Passage –
Diabetes affects approximately 3 million people in the UK, according to the NHS. Type 1 diabetes occurs when the cells that normally produce insulin are damaged. While this form of the condition cannot be prevented through healthy lifestyle changes, Type 2 diabetes, which affects around 90 per cent of those with diabetes, can be avoided.
While there are a number of factors that lead to the onset of Type 2 diabetes, they can be prevented by taking steps to live a healthier lifestyle. The most common risk factors include high blood pressure, obesity, high cholesterol, smoking and excessive alcohol consumption.
Use these tips to avoid these risk factors and lower your chances of developing the condition.
The benefits of exercise are endless, positively affecting both the physical and mental aspects of health. When it comes to preventing diabetes, physical activity is particularly essential. It tackles nearly all of the risk factors of diabetes.
Exercising regularly will help people lose weight and reduce their risk of obesity. Exercise is also known to help with problems related to insulin production, increasing the body's sensitivity to insulin. It also helps lower cholesterol and prevents blood pressure levels from rising. Physical activity, even if it's just taking your dog or yourself for a brisk 30-minute walk, is known to relieve stress. This is important because high stress and anxiety trigger high blood pressure.
2. Eat well
Age UK says that maintaining a diet that's low in sugar, salt and fat is key to reducing your chances of developing diabetes. Eating a lot of fruit and vegetables will help you control your cholesterol and keep your weight at a healthy level. If you're used to eating unhealthily, start small by replacing your favourite junk food with nutritious alternatives. For example, instead of eating a bag of crisps with your meals, enjoy a juicy apple or carrot sticks.
Cutting as much red and processed meat from your diet as possible will also help you to get your health on track. Recent research has found that eating processed meats can increase your diabetes risk by 40 per cent, according to Age UK. Try to reduce your intake of foods that are high in saturated fat and simple carbohydrates, such as pastries, white bread and white flour as well.
"Smoking can also cause diabetes."
3. Stop smoking
Most people understand that smoking can lead to various forms of cancer and heart disease. However, smoking can also cause diabetes. High blood pressure is a common side effect of smoking and is one of the leading causes of Type 2 diabetes. If you or a loved one is having a difficult time quitting, talk to local support groups for extra guidance and motivation. It can also help to seek advice from a doctor.
4. Cut down on alcohol
Drinking too much alcohol can have serious long-term effects on the body, from weight gain to increased blood pressure levels. Age UK says that drinking one pint of beer is the equivalent of eating one bar of chocolate, filling the body with empty calories. While drinking in moderation won't have any harmful effects, excessive alcohol consumption can lead to chronic pancreatitis, a common side effect of diabetes.
5. Visit your GP regularly
Going for regular checkups with your GP will ensure that everything from your weight to your cholesterol and blood pressure levels are healthy. Your doctor can also familiarise you with the symptoms of diabetes so you know exactly what to look out for. If you're having trouble eating more healthily or exercising, your GP may also have a few suggestions.

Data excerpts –
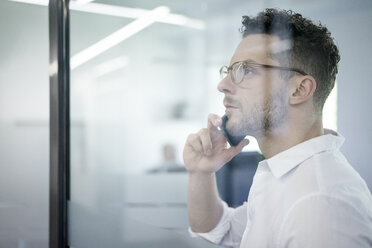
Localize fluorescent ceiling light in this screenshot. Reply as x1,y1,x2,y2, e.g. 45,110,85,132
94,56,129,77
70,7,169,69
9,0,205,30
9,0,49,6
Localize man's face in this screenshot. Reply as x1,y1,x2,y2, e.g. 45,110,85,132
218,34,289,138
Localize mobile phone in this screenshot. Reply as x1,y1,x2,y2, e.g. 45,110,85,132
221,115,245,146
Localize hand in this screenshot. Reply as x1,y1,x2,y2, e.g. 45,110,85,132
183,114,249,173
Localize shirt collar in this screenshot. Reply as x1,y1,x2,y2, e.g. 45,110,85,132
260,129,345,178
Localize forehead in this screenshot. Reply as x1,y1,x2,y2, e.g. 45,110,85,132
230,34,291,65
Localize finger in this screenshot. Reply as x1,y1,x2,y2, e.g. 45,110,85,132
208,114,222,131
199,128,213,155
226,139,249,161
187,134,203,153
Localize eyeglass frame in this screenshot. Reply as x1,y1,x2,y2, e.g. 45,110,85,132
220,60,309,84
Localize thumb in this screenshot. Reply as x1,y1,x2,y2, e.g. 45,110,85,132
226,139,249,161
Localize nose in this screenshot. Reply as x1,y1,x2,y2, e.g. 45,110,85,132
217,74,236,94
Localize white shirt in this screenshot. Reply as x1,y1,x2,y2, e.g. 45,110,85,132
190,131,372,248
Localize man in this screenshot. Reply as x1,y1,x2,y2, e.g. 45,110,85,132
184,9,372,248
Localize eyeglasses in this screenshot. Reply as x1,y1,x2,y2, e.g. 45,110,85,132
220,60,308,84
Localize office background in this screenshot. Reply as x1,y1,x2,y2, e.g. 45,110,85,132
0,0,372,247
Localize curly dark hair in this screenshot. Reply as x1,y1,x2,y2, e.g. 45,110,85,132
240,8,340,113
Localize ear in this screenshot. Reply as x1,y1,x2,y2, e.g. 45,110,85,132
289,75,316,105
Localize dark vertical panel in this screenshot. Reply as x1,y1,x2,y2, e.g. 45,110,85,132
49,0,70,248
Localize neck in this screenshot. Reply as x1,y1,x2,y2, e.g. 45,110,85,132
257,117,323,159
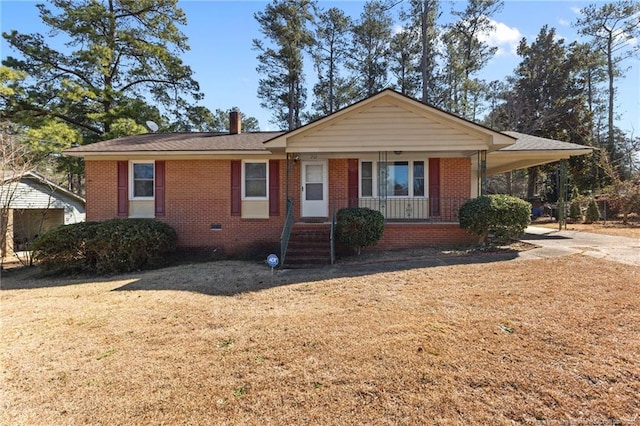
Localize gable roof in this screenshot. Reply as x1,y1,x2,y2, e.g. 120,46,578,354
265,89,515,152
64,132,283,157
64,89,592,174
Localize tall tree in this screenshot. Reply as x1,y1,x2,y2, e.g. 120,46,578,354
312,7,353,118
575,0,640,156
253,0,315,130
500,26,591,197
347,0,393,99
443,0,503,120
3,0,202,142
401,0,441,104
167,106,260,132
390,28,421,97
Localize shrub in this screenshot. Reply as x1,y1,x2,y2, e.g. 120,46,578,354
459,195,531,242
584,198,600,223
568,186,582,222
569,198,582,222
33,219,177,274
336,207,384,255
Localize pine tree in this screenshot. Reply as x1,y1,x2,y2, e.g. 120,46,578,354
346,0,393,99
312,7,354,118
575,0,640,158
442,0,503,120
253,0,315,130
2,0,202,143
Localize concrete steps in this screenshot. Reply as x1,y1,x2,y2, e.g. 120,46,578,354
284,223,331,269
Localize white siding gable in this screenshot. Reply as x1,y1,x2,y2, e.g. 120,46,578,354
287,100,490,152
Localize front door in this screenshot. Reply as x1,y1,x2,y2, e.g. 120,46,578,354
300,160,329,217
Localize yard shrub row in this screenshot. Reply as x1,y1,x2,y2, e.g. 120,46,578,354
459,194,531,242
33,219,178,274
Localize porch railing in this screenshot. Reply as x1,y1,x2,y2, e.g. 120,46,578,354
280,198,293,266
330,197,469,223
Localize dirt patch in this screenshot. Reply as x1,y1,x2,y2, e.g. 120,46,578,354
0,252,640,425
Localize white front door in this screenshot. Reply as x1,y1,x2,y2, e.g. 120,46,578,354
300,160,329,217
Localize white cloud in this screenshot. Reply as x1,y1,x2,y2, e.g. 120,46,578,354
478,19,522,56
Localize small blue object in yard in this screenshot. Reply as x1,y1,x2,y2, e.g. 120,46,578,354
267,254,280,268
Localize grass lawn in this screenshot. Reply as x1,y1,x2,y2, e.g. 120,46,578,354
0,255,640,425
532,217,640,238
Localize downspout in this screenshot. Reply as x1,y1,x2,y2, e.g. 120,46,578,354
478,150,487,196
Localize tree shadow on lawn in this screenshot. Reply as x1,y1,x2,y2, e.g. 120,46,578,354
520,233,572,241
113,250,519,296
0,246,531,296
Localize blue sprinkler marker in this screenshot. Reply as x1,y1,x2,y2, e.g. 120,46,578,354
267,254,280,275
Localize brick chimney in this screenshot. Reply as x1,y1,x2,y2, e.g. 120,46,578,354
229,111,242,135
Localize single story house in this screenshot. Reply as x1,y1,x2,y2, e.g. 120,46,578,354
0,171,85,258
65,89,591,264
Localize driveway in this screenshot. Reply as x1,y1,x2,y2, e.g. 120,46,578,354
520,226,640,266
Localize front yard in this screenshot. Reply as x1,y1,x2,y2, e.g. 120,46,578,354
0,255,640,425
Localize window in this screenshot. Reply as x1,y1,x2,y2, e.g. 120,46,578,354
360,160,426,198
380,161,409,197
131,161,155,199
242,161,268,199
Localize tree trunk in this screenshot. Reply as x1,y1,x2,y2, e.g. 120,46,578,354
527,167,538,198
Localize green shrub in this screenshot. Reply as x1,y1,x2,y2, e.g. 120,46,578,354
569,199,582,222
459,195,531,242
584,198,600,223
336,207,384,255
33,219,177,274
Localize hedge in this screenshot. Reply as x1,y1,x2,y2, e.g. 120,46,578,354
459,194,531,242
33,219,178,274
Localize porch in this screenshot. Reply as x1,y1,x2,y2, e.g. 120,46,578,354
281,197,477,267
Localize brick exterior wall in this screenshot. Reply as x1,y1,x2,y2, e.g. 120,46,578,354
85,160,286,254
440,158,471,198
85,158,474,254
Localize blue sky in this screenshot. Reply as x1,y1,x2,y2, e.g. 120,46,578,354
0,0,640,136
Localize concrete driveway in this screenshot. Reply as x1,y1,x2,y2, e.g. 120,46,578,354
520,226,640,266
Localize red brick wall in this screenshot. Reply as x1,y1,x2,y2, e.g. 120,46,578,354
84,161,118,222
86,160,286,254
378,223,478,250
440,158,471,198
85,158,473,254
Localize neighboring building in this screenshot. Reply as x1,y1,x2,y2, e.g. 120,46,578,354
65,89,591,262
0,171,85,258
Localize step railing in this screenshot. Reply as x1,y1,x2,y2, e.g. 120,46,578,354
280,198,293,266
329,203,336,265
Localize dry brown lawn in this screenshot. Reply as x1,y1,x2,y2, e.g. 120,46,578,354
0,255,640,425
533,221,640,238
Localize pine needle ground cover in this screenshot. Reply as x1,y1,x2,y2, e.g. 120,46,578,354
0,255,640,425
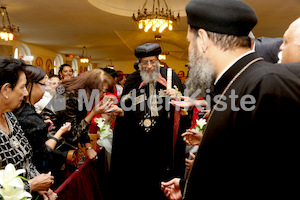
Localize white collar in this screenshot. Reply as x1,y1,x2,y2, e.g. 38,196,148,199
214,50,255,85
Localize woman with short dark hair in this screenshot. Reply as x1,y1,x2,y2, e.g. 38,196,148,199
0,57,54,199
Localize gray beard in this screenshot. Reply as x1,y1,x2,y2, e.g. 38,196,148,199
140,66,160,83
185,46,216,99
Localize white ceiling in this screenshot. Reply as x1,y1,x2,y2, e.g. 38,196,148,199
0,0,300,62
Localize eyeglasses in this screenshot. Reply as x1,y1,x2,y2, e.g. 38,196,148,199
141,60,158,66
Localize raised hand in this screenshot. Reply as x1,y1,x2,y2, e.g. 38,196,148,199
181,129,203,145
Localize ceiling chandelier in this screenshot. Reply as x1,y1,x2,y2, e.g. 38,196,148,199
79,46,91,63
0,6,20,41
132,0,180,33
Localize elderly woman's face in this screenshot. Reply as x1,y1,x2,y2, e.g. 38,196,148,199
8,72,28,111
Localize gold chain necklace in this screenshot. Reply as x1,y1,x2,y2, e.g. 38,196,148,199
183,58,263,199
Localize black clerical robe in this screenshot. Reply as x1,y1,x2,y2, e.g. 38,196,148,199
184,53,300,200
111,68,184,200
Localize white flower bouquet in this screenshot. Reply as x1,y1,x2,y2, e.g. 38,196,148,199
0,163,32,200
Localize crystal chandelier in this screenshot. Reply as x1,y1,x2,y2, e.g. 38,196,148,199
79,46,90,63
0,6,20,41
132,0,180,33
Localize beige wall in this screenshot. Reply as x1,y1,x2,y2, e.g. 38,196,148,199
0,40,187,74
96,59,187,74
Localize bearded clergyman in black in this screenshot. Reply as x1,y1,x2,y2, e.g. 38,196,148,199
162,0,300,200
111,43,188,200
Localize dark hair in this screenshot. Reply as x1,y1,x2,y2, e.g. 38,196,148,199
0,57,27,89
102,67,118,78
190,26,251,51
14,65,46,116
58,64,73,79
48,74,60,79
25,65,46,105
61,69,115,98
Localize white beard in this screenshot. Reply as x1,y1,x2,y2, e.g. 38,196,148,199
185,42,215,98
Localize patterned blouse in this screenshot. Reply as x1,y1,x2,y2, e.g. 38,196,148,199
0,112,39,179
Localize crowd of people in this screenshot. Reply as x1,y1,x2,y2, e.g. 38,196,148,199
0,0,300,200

Actions to take –
A – According to the diabetes passage, why does the stress relief that comes from physical activity matter for preventing diabetes? Answer in one to three sentences.
B – Answer these from the diabetes passage:
(i) Around what share of people with diabetes have Type 2 diabetes?
(ii) By how much can eating processed meats increase diabetes risk, according to Age UK?
(iii) Drinking one pint of beer is said to equal eating what?
This listing stands apart from the diabetes passage and is separate material.

Answers for this exercise –
A – Physical activity relieves stress, and that matters because high stress and anxiety trigger high blood pressure. High blood pressure is one of the risk factors for Type 2 diabetes.

B –
(i) Around 90 per cent.
(ii) By 40 per cent.
(iii) One bar of chocolate.